- _PROVIDED TEXT_
================

# Moneymaxing methods? Bitcoin?



## PenileFacialSurgery (Nov 21, 2019)

Looking to learn or have discussion. Need that LeFort 3 and orbital box Osteotomy


----------



## CupOfCoffee (Nov 21, 2019)

PenileFacialSurgery said:


> Looking to learn or have discussion. Need that LeFort 3 and orbital box Osteotomy


Just make a well designed deep web site and sell shit that you don't even have to gullible


----------



## KEy21 (Nov 21, 2019)

edit: actually im not going to give illegal advice


----------



## PenileFacialSurgery (Nov 21, 2019)

CupOfCoffee said:


> Just make a well designed deep web site and sell shit that you don't even have to gullible





KEy21 said:


> Pay Ahmia.fi to bump certain keywords like “counterfeit” for you to the top of their search engine
> 
> Make an elaborate website with a long FAQ about your passion, authenticity and realness then go over it with Grammarly before posting it.



I mean something that doesn’t take effort, thanks 🙏


----------



## KEy21 (Nov 21, 2019)

PenileFacialSurgery said:


> I mean something that doesn’t take effort, thanks 🙏


High effort 
High risk
High money 

High effort
Low risk 
Low money 

Low effort 
Low risk
No money


----------



## Cretinous (Nov 21, 2019)

PenileFacialSurgery said:


> I mean something that doesn’t take effort, thanks 🙏



even the least technical/craft involved avenue of scamming, e-whoring, still involves considerable effort and patience. You're not going to learn anything, go get a fucking McJob already kid.


----------



## PenileFacialSurgery (Nov 21, 2019)

KEy21 said:


> High effort
> High risk
> High money
> 
> ...





Cretinous said:


> even the least technical/craft involved avenue of scamming, e-whoring, still involves considerable effort and patience. You're not going to learn anything, go get a fucking McJob already kid.


ive already made 3k ewhoring, just want something else tired of dick pics


----------



## Cretinous (Nov 21, 2019)

PenileFacialSurgery said:


> ive already made 3k ewhoring, just want something else tired of dick pics



well you're already at the lowest tier in terms of effort/technical ability. What you want isn't there. Either change your attitude and learn some skill, or accept a shitty but low effort job. Its the exact same problem we all face in every area of life.


----------



## PenileFacialSurgery (Nov 21, 2019)

Cretinous said:


> well you're already at the lowest tier in terms of effort/technical ability. What you want isn't there. Either change your attitude and learn some skill, or accept a shitty but low effort job. Its the exact same problem we all face in every area of life.

================

- _EXERCISE REQUIREMENTS_
1/ List every username that posted in the forum thread about moneymaking methods.
2/ According to the forum thread about moneymaking methods, on what date were all of the posts made?
3/ Continue the forum thread about moneymaking methods from its last line.

================

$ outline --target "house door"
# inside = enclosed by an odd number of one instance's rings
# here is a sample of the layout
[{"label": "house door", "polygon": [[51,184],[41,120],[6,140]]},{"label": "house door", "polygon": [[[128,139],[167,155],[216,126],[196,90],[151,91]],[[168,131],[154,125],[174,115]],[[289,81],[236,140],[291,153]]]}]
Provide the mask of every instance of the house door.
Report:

================

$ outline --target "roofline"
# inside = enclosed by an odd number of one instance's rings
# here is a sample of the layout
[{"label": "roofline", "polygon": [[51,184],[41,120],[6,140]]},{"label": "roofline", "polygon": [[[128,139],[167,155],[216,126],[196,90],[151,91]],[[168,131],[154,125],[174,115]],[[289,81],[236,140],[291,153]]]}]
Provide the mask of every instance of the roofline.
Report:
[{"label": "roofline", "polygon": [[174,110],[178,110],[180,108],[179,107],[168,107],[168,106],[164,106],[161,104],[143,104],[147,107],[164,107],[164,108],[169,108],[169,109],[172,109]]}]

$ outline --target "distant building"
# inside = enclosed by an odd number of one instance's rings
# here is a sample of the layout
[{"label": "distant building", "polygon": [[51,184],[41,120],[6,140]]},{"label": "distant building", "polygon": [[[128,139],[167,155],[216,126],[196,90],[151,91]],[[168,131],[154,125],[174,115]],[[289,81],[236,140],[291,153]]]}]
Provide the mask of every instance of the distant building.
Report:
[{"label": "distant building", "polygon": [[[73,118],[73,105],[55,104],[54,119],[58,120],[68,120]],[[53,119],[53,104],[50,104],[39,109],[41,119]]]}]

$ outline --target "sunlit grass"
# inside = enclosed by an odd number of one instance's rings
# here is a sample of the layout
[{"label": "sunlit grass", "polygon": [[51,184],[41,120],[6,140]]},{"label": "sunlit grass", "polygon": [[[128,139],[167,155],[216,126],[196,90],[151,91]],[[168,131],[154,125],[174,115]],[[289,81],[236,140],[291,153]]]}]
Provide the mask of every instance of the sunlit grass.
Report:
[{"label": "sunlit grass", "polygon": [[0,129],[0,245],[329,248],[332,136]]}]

================

- _EXPECTED ANSWERS_
1/ PenileFacialSurgery, CupOfCoffee, KEy21, Cretinous

2/ All of the posts are dated Nov 21, 2019.

3/
Ok nigga damn, what else other than creating an entire damn site son the Dark web


----------



## Luke LLL (Nov 22, 2019)

You don’t have the capability to do online scamming, resort to theft


----------



## Bluepill (Nov 22, 2019)

PenileFacialSurgery said:


> Looking to learn or have discussion. Need that LeFort 3 and orbital box Osteotomy


Yes, sir. We can talk after you have pm'd me your credit card information.


----------



## Ruby (Nov 22, 2019)

PenileFacialSurgery said:


> I mean something that doesn’t take effort, thanks 🙏


lol you want to scam people but youre even too lazy to put effort in it
truly a subhuman


----------



## Cretinous (Nov 22, 2019)

PenileFacialSurgery said:


> Ok nigga damn, what else other than creating an entire damn site son the Dark web



You could learn social engineering or hacking vulnerable systems in shithole countries


----------



## Sepian (Nov 22, 2019)

PenileFacialSurgery said:


> Ok nigga damn, what else other than creating an entire damn site son the Dark web



pls pm ur discord. i'm zov


----------



## PenileFacialSurgery (Nov 22, 2019)

Cretinous said:


> You could learn social engineering or hacking vulnerable systems in shithole countries


Have you done any of this?
What about credit cards? It’s getting more popular


----------



## Cretinous (Nov 22, 2019)

PenileFacialSurgery said:


> Have you done any of this?
> What about credit cards? It’s getting more popular



No, I dont have time to study that shit.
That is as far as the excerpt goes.